═════ Cuplikan Data
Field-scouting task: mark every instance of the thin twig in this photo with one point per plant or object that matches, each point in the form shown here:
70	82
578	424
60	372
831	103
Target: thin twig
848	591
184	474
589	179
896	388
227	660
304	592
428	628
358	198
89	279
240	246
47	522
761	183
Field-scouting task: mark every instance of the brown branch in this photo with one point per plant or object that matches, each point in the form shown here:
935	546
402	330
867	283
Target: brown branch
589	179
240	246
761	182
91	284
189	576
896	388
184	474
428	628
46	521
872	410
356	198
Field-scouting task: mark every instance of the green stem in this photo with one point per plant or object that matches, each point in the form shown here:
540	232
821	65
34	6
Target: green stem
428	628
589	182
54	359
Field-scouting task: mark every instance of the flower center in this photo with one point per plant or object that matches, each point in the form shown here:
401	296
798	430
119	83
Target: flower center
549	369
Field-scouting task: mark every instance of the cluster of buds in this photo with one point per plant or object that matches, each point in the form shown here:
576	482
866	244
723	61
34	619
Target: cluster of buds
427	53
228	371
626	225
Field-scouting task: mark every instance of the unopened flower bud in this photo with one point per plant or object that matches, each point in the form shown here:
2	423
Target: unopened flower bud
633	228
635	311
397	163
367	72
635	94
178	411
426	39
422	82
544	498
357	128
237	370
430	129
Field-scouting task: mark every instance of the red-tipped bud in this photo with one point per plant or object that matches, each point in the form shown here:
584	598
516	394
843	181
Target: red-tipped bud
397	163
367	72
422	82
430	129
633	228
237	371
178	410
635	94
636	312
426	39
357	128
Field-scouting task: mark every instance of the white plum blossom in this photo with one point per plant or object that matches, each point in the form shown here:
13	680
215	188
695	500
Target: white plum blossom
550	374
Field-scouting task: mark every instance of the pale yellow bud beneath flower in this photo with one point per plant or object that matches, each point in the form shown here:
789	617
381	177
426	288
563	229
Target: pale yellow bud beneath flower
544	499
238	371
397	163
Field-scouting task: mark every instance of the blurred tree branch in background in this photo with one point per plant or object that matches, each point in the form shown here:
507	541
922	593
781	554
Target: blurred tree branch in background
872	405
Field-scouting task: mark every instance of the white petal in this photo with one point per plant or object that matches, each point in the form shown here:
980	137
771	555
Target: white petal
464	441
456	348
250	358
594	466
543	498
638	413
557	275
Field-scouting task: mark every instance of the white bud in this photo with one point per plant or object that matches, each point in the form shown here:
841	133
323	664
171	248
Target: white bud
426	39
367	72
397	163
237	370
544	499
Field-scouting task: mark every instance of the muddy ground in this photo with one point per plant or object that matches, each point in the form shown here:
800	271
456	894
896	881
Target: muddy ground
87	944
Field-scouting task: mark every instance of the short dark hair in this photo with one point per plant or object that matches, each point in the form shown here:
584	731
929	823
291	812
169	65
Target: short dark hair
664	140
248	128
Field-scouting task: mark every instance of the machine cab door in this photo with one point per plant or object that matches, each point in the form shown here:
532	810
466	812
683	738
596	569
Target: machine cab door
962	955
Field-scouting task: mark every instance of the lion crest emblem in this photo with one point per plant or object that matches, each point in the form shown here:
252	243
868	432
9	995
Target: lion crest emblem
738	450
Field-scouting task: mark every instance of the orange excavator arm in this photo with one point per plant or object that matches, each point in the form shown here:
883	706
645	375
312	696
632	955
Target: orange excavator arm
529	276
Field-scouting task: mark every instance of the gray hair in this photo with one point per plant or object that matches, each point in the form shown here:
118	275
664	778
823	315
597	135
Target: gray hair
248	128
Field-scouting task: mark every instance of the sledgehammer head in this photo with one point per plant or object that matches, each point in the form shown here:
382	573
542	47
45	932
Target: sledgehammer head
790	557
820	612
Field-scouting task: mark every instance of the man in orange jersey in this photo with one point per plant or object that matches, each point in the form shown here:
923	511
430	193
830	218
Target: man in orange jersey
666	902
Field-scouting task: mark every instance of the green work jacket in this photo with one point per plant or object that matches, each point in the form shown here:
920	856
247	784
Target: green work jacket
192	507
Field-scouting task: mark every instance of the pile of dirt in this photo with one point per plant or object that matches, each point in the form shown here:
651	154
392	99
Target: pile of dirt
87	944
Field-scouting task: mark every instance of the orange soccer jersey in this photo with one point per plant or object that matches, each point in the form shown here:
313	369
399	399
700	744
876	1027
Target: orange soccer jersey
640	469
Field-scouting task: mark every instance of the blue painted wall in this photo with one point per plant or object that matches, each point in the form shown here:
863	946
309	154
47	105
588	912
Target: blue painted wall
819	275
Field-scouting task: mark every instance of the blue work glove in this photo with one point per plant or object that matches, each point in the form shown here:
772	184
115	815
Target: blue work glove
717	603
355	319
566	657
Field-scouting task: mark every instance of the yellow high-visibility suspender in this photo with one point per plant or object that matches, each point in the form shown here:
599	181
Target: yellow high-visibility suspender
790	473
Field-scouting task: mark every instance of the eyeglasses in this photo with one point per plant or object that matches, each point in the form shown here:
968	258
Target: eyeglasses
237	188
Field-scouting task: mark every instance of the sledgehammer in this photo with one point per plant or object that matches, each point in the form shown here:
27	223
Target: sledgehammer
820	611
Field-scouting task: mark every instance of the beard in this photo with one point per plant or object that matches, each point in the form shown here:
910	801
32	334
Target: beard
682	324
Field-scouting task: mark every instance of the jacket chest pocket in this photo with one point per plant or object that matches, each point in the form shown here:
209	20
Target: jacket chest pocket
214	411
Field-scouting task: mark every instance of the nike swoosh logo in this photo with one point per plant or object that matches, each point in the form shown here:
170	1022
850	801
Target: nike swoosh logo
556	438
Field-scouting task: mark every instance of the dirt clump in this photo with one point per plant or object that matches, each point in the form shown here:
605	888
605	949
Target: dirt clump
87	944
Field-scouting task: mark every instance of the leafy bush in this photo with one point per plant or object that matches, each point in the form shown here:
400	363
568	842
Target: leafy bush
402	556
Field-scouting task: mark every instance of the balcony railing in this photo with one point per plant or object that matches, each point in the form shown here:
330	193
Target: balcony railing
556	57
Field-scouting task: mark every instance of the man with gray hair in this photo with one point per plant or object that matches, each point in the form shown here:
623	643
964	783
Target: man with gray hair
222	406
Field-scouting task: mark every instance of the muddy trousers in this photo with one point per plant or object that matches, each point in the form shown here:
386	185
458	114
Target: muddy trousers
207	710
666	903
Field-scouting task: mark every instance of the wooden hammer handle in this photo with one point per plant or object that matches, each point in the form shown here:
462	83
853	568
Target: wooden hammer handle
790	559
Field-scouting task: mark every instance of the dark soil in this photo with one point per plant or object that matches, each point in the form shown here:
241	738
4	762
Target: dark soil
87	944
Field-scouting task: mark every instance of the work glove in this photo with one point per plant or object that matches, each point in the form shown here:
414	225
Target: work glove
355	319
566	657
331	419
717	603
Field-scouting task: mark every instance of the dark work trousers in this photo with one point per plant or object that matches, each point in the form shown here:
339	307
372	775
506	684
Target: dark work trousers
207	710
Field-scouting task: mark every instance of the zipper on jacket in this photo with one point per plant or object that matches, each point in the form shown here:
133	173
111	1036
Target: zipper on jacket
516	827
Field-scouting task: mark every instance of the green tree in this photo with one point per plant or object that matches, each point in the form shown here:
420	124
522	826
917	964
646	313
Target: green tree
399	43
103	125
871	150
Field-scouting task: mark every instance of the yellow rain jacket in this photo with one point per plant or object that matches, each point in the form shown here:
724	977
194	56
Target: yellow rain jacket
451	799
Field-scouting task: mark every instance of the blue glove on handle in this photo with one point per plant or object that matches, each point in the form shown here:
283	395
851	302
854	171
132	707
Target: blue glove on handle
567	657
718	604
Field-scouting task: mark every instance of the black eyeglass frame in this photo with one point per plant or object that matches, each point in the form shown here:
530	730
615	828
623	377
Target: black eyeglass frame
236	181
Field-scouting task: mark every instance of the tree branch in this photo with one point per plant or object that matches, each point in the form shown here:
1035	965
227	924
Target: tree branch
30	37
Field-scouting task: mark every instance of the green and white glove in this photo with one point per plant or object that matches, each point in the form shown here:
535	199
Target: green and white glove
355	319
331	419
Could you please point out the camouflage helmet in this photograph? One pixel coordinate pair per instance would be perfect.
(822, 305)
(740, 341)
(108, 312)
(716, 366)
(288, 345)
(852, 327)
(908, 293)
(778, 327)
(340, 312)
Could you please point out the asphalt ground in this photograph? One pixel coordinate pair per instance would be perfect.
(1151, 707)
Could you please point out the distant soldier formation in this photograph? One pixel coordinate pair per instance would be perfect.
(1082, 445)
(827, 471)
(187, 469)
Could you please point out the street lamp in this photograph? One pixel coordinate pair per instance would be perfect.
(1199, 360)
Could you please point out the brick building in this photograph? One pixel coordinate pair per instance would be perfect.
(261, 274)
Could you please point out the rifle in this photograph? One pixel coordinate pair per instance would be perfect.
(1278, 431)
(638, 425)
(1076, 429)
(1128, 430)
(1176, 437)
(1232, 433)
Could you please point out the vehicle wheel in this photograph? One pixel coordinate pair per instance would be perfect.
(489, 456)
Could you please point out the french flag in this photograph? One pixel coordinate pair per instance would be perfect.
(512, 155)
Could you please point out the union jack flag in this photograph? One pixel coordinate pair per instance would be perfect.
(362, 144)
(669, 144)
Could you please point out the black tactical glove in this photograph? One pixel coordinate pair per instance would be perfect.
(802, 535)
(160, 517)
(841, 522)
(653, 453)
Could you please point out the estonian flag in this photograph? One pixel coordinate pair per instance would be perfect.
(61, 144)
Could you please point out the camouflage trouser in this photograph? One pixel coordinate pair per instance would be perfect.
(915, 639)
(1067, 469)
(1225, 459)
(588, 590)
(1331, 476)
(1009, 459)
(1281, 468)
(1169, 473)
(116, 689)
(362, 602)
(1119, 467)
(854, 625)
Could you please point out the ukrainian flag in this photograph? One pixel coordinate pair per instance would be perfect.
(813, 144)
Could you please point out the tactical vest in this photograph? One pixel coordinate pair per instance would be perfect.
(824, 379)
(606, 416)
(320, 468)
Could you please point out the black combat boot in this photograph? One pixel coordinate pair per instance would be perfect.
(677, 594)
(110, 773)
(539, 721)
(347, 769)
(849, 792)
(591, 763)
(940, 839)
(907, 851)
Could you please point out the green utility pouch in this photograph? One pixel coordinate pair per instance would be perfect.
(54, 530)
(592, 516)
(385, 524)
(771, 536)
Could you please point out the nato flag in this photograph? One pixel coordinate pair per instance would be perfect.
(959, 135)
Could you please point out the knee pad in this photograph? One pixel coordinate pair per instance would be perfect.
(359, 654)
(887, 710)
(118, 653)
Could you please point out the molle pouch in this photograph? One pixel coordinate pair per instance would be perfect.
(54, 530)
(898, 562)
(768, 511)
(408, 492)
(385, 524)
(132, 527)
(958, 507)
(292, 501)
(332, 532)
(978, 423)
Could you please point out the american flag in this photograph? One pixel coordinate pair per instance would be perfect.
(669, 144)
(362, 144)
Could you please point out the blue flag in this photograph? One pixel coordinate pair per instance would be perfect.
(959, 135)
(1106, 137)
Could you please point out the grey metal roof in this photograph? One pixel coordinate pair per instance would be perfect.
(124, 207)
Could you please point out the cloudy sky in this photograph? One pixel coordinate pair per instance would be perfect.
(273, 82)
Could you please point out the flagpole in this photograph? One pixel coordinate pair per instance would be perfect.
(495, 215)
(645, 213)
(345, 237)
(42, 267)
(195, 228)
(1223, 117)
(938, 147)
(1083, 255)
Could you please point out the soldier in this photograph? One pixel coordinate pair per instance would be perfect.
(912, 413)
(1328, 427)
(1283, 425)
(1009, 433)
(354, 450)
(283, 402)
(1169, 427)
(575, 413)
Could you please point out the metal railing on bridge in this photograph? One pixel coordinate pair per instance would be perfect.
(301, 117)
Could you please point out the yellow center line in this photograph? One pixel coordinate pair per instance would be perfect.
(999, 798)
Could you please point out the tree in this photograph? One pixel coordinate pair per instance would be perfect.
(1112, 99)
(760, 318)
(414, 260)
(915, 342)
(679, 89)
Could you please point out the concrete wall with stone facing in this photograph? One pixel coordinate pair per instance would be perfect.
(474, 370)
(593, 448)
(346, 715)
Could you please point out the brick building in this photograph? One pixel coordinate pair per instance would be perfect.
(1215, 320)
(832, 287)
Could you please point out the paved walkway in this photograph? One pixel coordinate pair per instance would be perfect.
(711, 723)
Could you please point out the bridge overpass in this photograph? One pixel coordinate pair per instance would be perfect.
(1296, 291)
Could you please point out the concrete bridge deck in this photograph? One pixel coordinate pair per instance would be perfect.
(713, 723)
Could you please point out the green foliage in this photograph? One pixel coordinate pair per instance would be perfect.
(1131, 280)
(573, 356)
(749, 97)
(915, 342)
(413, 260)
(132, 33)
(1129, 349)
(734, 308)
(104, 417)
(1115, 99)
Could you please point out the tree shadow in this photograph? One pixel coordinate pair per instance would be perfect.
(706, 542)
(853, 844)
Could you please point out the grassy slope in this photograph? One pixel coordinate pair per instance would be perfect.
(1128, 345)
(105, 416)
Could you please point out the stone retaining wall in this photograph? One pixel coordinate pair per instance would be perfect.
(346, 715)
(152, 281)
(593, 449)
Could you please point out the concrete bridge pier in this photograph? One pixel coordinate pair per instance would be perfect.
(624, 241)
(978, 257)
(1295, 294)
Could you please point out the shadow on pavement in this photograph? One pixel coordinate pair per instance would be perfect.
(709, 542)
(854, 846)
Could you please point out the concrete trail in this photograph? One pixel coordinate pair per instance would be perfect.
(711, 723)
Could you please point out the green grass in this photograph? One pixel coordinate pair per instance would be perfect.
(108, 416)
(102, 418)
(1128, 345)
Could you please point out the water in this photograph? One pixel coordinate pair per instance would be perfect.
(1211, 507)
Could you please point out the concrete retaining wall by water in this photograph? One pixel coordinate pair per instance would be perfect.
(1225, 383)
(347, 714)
══════════
_Tugas yang Diminta_
Sajikan bagian rekaman yang diawali baris berisi "Could you please point out the concrete wall" dan diakhiri baris berisi "(1296, 291)", termasuk kedua baris tersebut, sebagai tabel Markdown dengan kolom Nomor dan Baris. Jangan sertakan baris kosong.

_Jawaban Tertulis_
| Nomor | Baris |
|---|---|
| 1 | Could you please point out the concrete wall with stone facing in this photograph? One pixel coordinate pair per instance would be perfect. |
| 2 | (474, 370) |
| 3 | (593, 448) |
| 4 | (346, 715) |
| 5 | Could you please point out the brick building in this photograph? One pixel coordinate pair per instance would be perfect. |
| 6 | (1215, 320) |
| 7 | (832, 287) |
| 8 | Could you please point out the paved walkway in this photograph? One pixel coordinate pair per instance would be perfect. |
| 9 | (711, 723) |
| 10 | Could you please point out the bridge overpass in this photograph? One pixel coordinate pair per instance would be perfect. |
| 11 | (1296, 291) |